Task details:
Where does the word "interior" show up in the data? Please find each such line and copy it.

* * *

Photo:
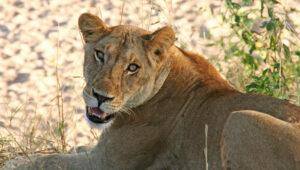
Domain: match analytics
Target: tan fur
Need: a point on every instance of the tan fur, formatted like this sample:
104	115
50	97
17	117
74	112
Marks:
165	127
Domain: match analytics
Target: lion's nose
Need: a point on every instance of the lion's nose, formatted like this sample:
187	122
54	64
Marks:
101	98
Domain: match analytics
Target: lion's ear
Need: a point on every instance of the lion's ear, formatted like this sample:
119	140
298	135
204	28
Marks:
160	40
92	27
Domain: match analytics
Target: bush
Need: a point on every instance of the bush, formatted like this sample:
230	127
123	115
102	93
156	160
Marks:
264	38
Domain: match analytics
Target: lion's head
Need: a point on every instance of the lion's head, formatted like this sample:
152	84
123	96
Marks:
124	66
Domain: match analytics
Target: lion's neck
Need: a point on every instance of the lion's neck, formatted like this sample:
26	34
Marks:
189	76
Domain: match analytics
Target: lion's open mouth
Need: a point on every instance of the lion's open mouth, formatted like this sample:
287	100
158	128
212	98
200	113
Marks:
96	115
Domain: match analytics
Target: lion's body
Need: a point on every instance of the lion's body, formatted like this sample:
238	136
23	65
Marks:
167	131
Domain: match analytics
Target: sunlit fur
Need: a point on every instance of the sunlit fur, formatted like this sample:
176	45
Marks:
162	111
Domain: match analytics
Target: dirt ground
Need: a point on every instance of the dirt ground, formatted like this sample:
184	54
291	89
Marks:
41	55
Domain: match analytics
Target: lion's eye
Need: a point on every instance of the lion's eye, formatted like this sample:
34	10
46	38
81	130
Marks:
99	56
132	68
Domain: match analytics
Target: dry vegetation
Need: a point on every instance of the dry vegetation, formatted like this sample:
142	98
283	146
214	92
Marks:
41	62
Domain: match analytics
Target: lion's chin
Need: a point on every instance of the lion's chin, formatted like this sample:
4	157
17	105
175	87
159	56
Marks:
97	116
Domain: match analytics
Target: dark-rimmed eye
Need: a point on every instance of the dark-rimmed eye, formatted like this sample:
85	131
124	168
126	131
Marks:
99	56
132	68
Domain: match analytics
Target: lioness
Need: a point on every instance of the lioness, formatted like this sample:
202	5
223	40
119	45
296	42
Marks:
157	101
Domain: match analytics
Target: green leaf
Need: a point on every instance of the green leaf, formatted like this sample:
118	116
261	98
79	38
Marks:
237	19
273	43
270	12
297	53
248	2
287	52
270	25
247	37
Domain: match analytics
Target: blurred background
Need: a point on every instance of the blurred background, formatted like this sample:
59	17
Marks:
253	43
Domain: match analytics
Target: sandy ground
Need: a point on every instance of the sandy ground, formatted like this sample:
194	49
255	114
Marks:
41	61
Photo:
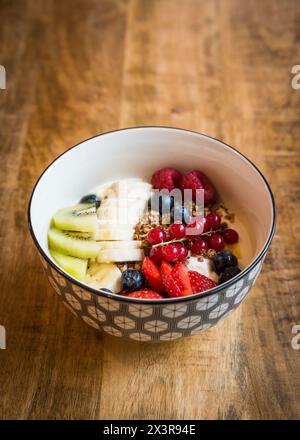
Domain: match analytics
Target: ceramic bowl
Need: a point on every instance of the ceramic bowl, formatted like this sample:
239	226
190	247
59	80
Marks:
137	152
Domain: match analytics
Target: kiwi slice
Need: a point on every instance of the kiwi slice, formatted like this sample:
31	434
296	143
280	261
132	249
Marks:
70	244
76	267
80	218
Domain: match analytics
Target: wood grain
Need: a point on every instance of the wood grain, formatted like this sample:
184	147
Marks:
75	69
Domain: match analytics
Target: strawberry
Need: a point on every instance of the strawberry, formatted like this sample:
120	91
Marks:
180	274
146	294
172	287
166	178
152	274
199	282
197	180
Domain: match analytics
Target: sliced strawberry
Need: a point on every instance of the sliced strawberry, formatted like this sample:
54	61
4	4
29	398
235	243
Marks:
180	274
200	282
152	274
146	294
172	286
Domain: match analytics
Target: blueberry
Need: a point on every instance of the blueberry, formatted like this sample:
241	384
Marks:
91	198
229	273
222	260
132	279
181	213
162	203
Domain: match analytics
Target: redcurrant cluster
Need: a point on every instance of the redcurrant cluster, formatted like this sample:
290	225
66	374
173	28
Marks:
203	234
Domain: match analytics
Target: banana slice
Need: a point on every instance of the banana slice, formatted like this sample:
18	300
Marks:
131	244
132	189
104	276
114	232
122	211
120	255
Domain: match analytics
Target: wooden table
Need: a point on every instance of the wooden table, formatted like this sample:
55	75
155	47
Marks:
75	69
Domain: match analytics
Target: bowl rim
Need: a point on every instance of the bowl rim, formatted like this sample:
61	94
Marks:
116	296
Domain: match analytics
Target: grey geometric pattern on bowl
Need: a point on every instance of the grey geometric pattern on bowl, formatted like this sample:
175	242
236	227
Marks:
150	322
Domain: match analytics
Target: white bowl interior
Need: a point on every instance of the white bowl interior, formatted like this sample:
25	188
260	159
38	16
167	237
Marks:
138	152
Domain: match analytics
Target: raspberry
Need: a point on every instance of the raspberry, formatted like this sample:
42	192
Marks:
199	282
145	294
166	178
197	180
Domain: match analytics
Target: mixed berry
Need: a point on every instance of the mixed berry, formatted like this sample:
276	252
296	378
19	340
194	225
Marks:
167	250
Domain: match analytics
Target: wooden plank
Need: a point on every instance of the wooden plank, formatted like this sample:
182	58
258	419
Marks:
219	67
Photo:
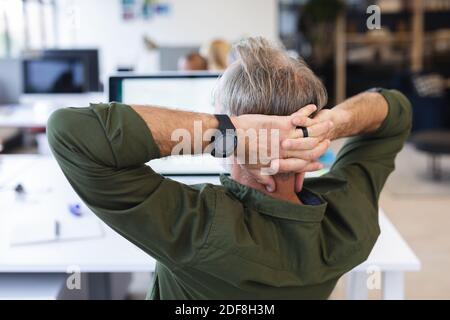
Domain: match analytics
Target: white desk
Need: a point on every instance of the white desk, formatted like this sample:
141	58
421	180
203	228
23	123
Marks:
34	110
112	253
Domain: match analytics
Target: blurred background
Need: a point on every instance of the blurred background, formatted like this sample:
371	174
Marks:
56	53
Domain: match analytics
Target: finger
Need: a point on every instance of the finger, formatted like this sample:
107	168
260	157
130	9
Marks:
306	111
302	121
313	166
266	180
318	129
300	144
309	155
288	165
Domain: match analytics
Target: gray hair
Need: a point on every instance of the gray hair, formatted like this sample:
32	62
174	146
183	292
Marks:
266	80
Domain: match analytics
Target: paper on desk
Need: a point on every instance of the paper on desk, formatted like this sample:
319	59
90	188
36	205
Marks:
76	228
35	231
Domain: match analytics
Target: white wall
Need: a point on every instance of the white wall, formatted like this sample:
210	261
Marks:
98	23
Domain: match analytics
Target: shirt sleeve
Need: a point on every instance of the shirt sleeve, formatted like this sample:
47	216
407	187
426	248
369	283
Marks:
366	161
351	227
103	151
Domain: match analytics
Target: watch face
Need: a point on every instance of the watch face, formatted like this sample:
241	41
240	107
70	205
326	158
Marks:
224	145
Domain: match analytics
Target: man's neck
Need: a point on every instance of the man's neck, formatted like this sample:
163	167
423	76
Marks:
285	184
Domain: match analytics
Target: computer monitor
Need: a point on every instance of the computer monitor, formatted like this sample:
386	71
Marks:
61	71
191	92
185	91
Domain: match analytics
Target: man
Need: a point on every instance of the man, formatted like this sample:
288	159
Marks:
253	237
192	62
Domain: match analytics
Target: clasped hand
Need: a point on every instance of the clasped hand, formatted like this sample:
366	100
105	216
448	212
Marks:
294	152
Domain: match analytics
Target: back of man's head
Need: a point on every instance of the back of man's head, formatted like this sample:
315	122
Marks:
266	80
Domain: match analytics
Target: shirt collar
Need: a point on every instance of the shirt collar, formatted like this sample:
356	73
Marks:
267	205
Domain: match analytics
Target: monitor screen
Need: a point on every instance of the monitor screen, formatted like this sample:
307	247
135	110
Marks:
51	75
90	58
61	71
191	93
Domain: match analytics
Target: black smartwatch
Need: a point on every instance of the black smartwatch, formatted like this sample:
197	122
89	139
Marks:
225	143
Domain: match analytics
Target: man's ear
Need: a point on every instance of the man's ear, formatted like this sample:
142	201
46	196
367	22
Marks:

* * *

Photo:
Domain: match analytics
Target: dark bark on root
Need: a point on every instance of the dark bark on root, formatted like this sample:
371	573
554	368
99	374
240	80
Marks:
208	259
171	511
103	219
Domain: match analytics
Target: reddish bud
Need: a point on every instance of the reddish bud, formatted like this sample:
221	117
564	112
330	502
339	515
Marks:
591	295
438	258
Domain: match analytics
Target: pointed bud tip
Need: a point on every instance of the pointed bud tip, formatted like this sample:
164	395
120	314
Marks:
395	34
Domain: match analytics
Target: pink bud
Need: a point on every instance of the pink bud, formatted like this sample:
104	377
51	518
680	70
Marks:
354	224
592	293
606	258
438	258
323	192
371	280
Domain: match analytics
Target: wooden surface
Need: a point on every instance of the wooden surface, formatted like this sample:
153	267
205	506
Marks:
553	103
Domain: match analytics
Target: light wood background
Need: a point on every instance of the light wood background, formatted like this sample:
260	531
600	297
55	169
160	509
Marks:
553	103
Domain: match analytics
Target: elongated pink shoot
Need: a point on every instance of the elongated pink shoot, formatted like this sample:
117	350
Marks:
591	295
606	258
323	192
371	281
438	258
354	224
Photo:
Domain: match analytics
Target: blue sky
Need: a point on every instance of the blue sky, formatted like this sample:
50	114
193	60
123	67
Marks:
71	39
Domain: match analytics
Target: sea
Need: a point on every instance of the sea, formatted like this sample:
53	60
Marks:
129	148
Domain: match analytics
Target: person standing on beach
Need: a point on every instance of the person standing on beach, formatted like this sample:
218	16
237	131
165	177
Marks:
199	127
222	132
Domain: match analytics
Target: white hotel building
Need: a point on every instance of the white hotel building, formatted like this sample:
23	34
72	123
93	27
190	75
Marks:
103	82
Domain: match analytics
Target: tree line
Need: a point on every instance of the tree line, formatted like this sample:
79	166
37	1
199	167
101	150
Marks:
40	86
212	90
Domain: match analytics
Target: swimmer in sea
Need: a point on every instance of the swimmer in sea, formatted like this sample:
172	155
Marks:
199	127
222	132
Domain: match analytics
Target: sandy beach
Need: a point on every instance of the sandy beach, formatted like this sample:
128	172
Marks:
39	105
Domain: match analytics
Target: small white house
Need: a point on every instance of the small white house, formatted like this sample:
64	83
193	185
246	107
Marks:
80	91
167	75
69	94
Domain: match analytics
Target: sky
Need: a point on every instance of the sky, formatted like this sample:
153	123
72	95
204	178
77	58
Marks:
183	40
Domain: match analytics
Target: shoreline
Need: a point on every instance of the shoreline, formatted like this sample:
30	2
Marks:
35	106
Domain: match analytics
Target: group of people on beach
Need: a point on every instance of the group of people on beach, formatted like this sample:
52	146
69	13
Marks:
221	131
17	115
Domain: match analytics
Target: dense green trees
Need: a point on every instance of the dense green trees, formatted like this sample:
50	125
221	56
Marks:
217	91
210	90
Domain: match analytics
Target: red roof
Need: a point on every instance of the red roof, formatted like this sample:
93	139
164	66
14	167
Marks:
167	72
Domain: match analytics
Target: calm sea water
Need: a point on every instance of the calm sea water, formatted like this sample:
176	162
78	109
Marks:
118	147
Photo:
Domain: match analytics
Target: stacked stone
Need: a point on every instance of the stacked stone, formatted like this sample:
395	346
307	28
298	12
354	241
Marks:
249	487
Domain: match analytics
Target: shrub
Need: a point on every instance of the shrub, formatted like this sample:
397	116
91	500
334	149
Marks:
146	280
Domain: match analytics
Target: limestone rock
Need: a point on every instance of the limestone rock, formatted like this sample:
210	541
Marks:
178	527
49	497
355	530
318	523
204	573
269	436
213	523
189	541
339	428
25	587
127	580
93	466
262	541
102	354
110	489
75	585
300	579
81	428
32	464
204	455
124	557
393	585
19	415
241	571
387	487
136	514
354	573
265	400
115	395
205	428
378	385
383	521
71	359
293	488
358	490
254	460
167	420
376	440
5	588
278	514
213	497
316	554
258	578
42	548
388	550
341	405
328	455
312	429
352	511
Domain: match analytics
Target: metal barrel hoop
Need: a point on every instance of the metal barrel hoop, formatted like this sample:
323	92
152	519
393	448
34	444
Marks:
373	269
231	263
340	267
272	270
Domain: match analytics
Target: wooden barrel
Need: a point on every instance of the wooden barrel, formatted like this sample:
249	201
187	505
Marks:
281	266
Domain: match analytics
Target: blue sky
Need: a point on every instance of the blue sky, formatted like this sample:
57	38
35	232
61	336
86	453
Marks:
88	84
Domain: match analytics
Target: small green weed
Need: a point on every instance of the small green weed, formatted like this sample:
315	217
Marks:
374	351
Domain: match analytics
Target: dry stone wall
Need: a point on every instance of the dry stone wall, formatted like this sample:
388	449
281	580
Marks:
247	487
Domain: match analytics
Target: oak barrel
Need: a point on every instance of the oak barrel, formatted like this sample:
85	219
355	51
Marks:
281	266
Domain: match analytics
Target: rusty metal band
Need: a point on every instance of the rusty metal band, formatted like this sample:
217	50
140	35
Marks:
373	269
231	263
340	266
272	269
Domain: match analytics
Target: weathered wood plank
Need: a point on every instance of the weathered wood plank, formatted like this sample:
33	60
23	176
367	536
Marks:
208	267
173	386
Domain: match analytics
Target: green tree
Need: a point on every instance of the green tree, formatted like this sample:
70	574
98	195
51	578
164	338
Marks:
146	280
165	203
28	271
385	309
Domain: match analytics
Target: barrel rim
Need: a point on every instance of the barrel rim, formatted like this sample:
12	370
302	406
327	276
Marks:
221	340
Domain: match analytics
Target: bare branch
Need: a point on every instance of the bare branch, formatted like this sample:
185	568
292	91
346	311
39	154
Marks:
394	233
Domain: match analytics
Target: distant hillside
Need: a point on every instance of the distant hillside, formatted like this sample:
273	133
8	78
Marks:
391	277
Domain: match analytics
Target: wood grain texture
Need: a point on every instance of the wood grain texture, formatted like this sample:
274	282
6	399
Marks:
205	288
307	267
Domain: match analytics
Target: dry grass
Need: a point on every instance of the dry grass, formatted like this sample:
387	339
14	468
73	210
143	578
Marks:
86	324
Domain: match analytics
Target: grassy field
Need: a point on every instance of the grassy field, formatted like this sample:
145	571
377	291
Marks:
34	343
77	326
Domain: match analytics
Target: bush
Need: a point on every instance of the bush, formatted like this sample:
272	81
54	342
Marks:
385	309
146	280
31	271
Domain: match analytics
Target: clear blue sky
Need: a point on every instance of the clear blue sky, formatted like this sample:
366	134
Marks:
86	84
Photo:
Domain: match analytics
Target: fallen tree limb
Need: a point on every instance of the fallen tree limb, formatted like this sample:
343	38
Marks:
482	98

* * *

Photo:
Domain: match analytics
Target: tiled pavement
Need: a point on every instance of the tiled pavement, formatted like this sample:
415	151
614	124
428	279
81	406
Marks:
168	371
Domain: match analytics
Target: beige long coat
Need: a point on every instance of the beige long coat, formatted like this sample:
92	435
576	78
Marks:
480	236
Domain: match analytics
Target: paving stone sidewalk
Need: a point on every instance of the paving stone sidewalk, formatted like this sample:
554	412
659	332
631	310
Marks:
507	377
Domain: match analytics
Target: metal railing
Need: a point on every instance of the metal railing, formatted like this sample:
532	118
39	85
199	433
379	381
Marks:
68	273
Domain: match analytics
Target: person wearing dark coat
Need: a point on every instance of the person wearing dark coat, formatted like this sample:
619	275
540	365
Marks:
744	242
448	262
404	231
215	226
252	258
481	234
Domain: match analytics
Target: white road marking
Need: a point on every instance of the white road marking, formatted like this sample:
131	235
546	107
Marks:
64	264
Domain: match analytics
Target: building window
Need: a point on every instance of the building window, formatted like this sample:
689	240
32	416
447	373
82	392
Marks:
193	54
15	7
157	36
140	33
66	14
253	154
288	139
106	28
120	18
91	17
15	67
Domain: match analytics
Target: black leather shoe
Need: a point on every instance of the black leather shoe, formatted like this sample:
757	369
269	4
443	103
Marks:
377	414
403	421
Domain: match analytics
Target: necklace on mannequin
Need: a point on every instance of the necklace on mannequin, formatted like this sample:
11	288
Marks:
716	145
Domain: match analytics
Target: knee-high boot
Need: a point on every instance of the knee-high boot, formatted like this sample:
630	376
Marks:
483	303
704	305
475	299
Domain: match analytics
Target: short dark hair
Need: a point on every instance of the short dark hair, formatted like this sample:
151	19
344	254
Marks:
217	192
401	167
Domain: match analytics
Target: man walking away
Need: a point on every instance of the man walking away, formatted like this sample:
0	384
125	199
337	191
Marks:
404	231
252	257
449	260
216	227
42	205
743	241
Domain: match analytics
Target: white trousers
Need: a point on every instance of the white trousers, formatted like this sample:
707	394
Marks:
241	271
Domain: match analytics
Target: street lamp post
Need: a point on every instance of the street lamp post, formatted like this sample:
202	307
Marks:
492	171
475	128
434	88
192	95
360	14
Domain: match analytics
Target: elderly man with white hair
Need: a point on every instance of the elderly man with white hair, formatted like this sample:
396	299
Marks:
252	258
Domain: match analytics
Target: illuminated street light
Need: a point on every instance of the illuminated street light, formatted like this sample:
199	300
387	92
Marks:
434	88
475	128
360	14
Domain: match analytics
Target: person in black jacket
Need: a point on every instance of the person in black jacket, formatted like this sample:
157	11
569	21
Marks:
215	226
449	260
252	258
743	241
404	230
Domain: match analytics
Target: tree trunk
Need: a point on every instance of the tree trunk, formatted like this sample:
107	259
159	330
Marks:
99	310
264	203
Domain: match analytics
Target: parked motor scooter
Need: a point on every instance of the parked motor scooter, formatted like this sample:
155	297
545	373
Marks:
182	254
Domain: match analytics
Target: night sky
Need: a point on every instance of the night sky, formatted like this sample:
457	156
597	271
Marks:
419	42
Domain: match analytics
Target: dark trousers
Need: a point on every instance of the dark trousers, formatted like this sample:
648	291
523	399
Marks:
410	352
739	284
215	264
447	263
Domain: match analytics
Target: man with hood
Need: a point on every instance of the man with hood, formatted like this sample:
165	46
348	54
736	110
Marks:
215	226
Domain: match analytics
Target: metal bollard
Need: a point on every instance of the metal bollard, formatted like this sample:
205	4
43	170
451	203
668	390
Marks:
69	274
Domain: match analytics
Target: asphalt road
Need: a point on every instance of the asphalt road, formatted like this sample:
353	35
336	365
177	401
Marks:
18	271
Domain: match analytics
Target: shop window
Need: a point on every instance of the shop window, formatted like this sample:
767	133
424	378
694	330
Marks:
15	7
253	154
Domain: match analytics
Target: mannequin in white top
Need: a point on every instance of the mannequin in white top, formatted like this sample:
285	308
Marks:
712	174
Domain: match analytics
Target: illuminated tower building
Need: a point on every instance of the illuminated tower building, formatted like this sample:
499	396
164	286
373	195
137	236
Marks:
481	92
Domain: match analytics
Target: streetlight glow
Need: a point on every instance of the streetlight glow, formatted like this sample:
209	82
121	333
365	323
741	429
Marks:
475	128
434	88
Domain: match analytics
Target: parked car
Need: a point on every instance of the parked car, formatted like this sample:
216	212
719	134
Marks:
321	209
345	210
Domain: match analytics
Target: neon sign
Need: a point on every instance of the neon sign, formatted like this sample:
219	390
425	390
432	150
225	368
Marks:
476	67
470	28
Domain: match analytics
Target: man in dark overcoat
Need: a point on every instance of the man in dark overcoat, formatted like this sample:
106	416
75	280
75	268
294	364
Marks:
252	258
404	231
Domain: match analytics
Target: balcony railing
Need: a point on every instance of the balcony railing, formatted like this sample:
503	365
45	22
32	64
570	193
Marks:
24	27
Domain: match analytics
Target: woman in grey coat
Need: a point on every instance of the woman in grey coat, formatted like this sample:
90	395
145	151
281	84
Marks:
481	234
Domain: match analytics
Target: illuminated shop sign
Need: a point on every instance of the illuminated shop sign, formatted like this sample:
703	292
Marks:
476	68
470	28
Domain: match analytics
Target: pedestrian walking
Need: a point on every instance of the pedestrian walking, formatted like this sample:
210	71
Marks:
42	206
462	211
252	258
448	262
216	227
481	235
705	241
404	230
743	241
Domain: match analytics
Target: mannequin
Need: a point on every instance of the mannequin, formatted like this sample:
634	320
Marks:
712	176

* * *

Answer to the problem:
Target: white bowl interior
Need: a point on every instance of the white bowl interior, formatted like this sample:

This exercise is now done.